VORLIEGENDER TEXT
---+---
"Fasten des Herzens" von Martina Darga

  • Dies ist ein Buch, von dem ich nicht sagen kann, ich hätte es "durchgelesen". Klingt merkwürdig? Nein, ist nur logisch. Denn dieses Buch versteht sich selbst ja nicht als ein in sich geschlossenes Etwas, sondern eher als eine (längst überfällige) und eher kompakt ausgerichtete Einführung. Man soll nicht aus der Lektüre hervorgehen und denken, "nun wüsste man endlich Bescheid". Nein, dieses Buch öffnet lauter Türen, hinter denen oft genug weitere Fragen lauern.
---+---
Gespeicherte Dateneinträge

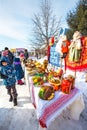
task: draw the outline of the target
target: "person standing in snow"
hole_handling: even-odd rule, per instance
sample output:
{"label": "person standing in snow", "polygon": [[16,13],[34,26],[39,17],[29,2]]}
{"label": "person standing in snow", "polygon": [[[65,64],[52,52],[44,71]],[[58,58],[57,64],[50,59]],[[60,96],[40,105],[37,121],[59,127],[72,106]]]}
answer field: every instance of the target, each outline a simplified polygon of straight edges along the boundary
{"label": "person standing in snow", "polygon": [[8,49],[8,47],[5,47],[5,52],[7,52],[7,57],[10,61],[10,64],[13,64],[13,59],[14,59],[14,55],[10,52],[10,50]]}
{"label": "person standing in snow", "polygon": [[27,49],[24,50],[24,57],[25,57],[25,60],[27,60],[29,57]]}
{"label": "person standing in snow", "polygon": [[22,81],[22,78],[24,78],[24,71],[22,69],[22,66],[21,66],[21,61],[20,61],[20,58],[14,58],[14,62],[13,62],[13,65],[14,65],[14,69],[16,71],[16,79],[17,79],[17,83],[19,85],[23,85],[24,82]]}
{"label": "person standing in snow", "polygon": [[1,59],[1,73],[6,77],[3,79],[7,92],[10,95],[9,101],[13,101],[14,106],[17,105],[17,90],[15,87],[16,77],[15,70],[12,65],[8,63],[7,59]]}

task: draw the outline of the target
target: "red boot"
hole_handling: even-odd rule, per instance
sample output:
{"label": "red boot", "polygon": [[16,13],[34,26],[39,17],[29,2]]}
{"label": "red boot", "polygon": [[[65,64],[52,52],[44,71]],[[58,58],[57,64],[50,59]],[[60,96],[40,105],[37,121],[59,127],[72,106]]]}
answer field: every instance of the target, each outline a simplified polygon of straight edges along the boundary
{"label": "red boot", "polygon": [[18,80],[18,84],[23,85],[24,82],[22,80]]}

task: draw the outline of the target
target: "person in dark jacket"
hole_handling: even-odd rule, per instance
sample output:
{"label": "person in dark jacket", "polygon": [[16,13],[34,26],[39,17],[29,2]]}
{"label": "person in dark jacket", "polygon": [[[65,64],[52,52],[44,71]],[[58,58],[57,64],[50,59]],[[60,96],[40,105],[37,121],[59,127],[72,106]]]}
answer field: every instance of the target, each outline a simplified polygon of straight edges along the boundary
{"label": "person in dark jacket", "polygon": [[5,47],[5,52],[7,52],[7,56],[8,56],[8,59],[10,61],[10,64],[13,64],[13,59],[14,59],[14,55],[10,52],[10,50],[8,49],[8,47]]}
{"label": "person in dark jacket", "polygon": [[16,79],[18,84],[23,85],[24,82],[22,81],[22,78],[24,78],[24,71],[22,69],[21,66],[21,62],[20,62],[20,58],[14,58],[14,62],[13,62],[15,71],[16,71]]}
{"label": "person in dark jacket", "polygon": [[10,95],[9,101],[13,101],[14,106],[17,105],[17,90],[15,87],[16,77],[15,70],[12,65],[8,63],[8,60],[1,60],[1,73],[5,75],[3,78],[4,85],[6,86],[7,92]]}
---+---
AUFGABEN
1 – Geben Sie den Absatz der Rezension zu „Fasten des Herzens“, der mit „Dies ist ein Buch“ beginnt, in kürzerer Form wieder und bewahren Sie dabei seine wesentlichen Aussagen.
2 – Greifen Sie die Rezension zu „Fasten des Herzens“ nach ihrem letzten Satz auf und führen Sie sie weiter.
Die Auflistung steht in keinem Zusammenhang mit der Rezension.

LÖSUNGEN DER REIHE
1 – Das Buch lässt sich nicht im üblichen Sinne „durchlesen“, da es sich nicht als abgeschlossenes Werk versteht, sondern als kompakte, längst überfällige Einführung. Es liefert keine endgültigen Antworten, sondern öffnet viele Türen, hinter denen oft weitere Fragen warten.

2 –
    Viele haben schon von etlichen Einzelaspekten chinesischer Kultur, Medizin oder Weltanschauung gehört. Qi-Gong, Tai-Chi, chinesische Medizin, die Verehrung von Weisen, ruhige Unerschütterlichkeit - all das mag einem schon begegnet sein. Aber nur in den seltensten Fällen wird man wissen, dass dahinter tatsächlich etwas viel Umfassenderes steht. Chinesen sind nicht einfach nur "anders", sondern ihre Weltsicht ist über die Jahrtausende hinweg gewachsen, und fußt auf einem Glaubenssystem, das bis heute lebendig erhalten und in zahlreichem Schrifttum verehrt wird. Denn der Daoismus ist neben dem Konfuzianismus und dem Buddhismus eine der drei Säulen chinesischer Religiosität.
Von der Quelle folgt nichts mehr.